**Do this:** Count the lines below that contain the string "chimney", treating uppercase and lowercase as different. Give only the number.

**Data shown:**

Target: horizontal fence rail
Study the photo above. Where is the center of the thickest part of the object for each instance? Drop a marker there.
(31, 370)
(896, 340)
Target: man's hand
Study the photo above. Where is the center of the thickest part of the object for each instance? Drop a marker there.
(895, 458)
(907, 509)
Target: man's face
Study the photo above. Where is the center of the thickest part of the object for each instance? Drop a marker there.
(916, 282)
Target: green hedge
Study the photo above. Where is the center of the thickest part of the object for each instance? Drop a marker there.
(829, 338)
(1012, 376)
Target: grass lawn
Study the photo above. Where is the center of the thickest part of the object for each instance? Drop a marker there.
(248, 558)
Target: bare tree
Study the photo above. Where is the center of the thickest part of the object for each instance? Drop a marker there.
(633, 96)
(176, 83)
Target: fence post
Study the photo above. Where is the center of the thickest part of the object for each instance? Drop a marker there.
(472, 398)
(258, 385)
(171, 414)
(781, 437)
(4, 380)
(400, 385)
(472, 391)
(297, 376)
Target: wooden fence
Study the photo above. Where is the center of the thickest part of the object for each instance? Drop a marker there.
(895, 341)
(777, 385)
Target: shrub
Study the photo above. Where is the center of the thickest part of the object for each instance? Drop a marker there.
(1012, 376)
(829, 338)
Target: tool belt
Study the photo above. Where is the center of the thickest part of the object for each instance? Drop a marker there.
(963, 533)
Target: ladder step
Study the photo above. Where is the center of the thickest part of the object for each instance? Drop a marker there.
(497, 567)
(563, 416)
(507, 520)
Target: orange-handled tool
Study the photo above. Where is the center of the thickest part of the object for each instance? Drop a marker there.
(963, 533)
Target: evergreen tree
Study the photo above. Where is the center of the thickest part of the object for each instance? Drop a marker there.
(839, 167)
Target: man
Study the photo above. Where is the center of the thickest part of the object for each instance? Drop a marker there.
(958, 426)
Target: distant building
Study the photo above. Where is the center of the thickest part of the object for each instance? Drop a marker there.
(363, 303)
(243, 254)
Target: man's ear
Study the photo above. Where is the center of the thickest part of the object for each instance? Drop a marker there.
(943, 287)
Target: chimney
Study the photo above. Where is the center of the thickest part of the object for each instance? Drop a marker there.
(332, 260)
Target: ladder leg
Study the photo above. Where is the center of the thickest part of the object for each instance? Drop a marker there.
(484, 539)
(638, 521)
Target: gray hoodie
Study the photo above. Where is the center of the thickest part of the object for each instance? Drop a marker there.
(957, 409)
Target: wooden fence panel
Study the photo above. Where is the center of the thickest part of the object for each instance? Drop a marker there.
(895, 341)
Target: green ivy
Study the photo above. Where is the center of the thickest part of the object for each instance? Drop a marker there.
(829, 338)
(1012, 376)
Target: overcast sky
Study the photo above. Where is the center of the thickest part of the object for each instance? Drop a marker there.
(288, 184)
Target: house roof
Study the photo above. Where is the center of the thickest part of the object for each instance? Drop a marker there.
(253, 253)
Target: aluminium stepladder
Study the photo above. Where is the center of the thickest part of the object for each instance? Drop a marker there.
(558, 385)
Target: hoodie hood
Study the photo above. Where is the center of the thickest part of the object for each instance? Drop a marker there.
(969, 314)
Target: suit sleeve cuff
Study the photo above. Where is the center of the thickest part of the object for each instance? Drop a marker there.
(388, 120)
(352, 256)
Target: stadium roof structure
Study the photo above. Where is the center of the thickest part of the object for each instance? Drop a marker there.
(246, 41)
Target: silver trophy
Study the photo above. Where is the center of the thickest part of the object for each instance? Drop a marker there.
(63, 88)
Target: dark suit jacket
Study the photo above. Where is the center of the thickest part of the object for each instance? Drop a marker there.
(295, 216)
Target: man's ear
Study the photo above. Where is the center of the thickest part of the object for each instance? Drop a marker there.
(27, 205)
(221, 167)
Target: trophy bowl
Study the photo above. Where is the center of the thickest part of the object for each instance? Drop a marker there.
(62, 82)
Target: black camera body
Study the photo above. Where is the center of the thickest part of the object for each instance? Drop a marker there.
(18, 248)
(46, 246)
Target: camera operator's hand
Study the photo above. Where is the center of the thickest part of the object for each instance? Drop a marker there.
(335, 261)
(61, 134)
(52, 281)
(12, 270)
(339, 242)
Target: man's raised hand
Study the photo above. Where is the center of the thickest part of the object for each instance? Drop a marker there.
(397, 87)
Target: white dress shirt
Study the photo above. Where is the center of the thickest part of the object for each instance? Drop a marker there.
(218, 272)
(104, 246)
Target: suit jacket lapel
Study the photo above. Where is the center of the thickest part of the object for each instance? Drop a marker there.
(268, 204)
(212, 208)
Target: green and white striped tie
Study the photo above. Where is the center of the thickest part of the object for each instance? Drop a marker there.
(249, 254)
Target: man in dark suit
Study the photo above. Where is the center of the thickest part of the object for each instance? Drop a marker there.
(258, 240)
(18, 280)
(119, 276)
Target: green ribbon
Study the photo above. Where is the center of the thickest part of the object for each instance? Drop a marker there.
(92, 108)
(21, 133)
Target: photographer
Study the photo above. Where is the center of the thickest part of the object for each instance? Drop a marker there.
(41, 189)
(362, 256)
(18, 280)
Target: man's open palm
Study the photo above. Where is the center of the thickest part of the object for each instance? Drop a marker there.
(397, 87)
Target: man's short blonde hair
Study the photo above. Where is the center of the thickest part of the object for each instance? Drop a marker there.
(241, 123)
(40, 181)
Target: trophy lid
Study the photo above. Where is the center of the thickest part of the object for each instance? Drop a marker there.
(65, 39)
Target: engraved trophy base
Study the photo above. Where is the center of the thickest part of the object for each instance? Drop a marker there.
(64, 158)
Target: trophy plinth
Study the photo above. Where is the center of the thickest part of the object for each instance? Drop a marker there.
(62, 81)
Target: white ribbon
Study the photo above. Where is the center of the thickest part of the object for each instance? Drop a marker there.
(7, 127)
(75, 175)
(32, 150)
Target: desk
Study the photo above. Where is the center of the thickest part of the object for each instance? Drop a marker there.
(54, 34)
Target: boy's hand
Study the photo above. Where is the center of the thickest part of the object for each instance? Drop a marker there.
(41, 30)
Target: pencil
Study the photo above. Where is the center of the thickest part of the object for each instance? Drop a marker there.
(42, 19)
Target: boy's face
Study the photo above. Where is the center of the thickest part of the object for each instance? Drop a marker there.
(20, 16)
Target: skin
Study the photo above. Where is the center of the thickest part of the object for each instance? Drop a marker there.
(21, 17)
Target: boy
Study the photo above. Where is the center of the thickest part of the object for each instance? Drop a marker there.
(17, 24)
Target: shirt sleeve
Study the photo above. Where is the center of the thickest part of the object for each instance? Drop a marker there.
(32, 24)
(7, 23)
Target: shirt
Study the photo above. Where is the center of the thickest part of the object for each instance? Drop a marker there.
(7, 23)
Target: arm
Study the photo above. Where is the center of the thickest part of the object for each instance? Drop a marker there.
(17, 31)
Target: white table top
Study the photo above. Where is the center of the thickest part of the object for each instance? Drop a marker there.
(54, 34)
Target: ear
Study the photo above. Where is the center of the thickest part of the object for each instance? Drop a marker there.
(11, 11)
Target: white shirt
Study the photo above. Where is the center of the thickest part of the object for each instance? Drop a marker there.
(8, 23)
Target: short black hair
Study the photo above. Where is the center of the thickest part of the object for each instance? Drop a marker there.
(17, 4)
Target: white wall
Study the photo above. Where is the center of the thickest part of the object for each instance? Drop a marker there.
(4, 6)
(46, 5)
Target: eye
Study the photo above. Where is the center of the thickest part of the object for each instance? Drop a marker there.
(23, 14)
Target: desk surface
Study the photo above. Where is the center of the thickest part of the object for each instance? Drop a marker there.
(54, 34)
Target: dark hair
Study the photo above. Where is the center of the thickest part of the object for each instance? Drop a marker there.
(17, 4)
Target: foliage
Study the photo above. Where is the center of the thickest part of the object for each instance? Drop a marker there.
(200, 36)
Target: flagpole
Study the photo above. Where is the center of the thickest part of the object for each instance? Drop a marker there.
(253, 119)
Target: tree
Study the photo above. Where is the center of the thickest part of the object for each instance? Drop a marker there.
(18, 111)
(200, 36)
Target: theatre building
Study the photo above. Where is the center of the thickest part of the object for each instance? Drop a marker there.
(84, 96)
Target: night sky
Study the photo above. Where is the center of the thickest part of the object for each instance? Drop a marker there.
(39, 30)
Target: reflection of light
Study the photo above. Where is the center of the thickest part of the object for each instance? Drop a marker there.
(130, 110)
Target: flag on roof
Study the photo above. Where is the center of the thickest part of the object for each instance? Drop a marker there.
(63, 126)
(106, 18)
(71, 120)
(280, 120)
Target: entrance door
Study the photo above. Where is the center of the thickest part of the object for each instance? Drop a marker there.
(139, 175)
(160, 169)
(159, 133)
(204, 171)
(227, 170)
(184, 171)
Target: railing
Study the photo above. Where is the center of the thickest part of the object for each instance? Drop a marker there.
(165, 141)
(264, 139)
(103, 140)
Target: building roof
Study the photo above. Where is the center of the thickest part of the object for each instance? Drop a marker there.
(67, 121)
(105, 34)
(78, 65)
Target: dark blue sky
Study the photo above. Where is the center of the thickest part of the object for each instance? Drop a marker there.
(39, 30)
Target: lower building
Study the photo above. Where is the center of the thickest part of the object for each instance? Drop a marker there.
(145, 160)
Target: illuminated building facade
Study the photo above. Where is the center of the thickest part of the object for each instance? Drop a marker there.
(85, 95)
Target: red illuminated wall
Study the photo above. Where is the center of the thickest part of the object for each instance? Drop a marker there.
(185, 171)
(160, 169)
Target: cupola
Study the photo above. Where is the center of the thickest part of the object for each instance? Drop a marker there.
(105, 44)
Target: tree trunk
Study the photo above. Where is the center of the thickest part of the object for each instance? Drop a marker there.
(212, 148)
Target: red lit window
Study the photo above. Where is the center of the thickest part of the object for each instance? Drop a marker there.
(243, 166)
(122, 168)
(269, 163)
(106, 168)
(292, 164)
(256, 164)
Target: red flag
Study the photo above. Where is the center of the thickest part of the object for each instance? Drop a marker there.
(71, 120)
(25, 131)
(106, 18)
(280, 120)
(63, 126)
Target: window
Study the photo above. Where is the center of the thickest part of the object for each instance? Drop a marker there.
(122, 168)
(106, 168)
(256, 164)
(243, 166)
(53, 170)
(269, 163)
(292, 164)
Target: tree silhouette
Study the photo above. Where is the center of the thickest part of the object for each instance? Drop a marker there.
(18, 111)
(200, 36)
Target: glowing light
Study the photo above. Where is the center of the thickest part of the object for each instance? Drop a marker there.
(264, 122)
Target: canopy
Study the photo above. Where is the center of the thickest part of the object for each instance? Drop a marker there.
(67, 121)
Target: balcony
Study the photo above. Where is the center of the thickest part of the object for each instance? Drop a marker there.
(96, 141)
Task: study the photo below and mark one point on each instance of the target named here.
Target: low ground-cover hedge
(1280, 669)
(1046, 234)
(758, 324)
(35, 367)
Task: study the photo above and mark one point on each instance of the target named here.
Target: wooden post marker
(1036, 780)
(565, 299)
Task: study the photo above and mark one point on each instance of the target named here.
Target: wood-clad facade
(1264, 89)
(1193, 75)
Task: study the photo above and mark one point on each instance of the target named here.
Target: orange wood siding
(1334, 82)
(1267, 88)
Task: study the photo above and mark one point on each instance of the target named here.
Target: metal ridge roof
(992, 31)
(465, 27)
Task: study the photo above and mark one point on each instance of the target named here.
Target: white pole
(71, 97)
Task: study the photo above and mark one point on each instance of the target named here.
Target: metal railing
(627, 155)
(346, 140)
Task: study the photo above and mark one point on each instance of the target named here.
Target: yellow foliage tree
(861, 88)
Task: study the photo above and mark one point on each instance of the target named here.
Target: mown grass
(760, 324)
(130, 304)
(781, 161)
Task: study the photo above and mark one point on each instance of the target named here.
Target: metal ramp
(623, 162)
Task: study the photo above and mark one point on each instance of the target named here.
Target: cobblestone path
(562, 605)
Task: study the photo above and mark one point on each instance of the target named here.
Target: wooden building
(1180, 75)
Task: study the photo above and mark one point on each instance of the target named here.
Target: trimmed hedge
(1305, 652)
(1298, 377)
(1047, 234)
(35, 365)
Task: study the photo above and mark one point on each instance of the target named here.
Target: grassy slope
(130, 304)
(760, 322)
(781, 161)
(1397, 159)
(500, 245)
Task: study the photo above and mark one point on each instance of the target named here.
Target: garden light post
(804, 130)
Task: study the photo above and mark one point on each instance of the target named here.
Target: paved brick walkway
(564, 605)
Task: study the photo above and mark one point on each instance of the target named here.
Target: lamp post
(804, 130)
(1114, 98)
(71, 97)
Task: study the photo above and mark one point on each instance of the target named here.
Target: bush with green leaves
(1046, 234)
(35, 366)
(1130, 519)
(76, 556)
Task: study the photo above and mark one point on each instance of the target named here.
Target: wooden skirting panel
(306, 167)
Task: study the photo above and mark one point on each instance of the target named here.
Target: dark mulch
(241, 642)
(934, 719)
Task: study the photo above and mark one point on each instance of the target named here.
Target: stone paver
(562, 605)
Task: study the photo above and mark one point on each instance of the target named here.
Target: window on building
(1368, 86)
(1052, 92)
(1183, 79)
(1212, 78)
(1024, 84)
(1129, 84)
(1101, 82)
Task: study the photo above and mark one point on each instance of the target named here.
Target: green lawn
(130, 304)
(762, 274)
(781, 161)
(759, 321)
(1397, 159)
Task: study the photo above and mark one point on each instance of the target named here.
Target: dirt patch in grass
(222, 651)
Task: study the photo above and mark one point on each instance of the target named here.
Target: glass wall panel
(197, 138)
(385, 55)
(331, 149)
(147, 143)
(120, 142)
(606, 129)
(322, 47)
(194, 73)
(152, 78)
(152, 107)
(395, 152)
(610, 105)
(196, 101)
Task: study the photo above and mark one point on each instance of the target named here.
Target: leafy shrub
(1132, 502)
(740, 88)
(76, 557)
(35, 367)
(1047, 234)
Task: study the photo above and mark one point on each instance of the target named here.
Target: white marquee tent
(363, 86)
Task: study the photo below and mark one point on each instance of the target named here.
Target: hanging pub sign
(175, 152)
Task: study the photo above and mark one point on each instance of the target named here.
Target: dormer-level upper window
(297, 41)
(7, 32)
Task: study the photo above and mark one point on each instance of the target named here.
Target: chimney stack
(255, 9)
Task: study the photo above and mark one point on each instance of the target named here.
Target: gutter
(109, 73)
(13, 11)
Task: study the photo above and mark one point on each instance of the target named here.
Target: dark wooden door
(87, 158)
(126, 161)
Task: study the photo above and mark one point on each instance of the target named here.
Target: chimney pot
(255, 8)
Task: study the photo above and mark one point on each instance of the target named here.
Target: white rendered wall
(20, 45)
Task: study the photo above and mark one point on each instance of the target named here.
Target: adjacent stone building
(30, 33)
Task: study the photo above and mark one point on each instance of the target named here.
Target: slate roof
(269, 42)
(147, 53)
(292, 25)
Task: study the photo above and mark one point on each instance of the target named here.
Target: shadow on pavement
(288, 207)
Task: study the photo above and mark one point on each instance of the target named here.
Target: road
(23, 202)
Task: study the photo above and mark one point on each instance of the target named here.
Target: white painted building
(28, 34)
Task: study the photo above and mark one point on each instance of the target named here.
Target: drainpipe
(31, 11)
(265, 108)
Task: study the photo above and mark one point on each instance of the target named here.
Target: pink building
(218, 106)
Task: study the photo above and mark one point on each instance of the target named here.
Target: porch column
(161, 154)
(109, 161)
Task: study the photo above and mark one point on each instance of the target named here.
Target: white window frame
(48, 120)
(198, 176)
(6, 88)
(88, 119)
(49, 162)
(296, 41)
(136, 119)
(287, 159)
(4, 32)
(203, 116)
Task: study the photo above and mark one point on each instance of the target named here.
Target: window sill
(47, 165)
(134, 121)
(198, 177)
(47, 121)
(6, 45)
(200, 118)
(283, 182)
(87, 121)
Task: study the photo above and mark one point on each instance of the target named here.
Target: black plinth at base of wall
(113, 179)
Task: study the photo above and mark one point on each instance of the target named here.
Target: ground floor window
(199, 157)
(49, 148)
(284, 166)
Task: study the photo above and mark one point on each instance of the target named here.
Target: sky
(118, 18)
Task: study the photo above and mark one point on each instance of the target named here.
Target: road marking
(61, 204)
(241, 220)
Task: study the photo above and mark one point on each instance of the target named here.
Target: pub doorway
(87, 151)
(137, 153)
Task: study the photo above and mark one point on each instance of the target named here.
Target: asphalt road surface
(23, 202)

**Correct output:** 3